WHAT YOU NEED TO DO
Repeat the entries below in full, with every character unchanged.
[Start of section]
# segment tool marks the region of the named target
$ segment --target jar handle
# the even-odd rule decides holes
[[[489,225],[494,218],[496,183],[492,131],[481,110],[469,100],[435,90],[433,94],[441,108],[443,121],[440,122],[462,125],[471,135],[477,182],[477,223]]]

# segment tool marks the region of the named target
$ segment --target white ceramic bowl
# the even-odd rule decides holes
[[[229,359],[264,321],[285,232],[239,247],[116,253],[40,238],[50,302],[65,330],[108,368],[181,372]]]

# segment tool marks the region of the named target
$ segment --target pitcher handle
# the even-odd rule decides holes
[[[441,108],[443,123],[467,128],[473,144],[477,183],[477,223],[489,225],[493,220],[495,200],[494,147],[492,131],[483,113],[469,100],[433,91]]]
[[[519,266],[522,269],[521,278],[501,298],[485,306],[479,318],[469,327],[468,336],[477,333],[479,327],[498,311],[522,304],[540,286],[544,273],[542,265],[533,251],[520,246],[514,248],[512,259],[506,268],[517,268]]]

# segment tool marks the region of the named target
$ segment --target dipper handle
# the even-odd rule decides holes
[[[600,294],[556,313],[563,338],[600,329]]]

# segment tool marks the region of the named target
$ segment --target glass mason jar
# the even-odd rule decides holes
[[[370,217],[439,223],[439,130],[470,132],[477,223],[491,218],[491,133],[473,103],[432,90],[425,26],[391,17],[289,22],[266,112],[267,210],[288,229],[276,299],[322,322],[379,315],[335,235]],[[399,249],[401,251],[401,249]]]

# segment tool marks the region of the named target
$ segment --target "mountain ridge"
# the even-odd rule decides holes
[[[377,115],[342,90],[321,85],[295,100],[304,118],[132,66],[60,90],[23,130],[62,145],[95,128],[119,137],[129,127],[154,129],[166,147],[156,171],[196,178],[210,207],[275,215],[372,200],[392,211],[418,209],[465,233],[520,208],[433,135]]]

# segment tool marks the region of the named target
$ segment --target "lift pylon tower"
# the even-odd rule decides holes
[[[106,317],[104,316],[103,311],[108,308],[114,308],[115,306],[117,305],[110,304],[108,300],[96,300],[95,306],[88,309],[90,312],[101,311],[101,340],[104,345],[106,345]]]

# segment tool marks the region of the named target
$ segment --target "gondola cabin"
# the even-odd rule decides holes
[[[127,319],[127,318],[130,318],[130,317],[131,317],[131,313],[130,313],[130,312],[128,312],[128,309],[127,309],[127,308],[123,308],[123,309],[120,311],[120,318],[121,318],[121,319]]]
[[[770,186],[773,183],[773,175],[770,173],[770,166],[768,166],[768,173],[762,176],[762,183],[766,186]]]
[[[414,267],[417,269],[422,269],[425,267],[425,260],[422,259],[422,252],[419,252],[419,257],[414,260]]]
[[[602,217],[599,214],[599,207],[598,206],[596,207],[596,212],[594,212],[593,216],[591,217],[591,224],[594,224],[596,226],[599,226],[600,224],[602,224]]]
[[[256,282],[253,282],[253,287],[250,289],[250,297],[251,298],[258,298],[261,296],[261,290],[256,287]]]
[End of section]
SOLUTION
# segment tool marks the region of the named target
$ segment --target jar handle
# the even-odd rule decides holes
[[[489,225],[494,218],[496,183],[492,131],[481,110],[469,100],[435,90],[433,94],[441,108],[443,121],[440,122],[462,125],[471,135],[477,182],[477,223]]]

# segment tool marks the region of the named target
$ segment --target white ceramic bowl
# the even-odd rule decides holes
[[[229,359],[264,321],[285,232],[239,247],[116,253],[40,238],[50,302],[65,330],[108,368],[181,372]]]

# segment tool marks the region of the named target
$ segment --target pitcher handle
# the even-odd rule decides holes
[[[441,108],[443,123],[467,128],[473,144],[477,183],[477,223],[489,225],[493,220],[495,200],[494,147],[492,131],[483,113],[469,100],[433,91]]]
[[[519,266],[522,269],[521,278],[501,298],[485,306],[479,318],[469,327],[468,336],[477,333],[479,327],[498,311],[522,304],[540,286],[544,273],[542,265],[533,251],[520,246],[514,248],[512,259],[506,268],[517,268]]]

# segment tool marks the region of the named target
$ segment --target dipper handle
# the even-odd rule decides holes
[[[600,294],[556,313],[563,338],[600,329]]]

# segment tool marks the region of the named target
$ segment --target glass mason jar
# the even-odd rule decides holes
[[[370,217],[439,223],[439,130],[470,132],[477,223],[491,218],[491,133],[473,103],[432,90],[425,26],[391,17],[289,22],[266,112],[267,210],[288,229],[276,299],[322,322],[379,315],[335,235]],[[399,249],[401,251],[401,249]]]

# segment tool marks the region of the named target
$ segment --target "mountain ridge"
# the even-odd rule decides holes
[[[377,115],[342,90],[321,85],[295,100],[304,118],[132,66],[60,90],[23,130],[62,145],[95,128],[119,137],[129,127],[154,129],[166,147],[156,171],[196,178],[210,207],[275,215],[372,200],[392,211],[418,209],[465,233],[520,208],[433,135]]]

# segment tool marks the region of the named target
$ segment --target "lift pylon tower"
# the even-odd rule decides holes
[[[106,317],[104,316],[103,311],[108,308],[114,308],[115,306],[117,305],[110,304],[108,300],[96,300],[95,306],[88,309],[90,312],[101,311],[101,340],[104,345],[106,345]]]

# segment tool marks the region of the named target
$ segment --target "gondola cabin"
# the even-odd rule decides holes
[[[127,319],[127,318],[130,318],[130,317],[131,317],[131,313],[130,313],[130,312],[128,312],[128,309],[127,309],[127,308],[123,308],[123,309],[120,311],[120,318],[121,318],[121,319]]]
[[[770,186],[773,183],[773,175],[770,173],[770,166],[768,166],[768,173],[762,176],[762,183],[766,186]]]
[[[414,267],[417,269],[422,269],[425,267],[425,260],[422,259],[422,252],[419,252],[419,257],[414,260]]]
[[[602,217],[599,214],[599,207],[598,206],[596,207],[596,212],[594,212],[593,216],[591,217],[591,224],[594,224],[596,226],[599,226],[600,224],[602,224]]]
[[[256,282],[253,282],[253,287],[250,289],[250,297],[251,298],[258,298],[261,296],[261,290],[256,287]]]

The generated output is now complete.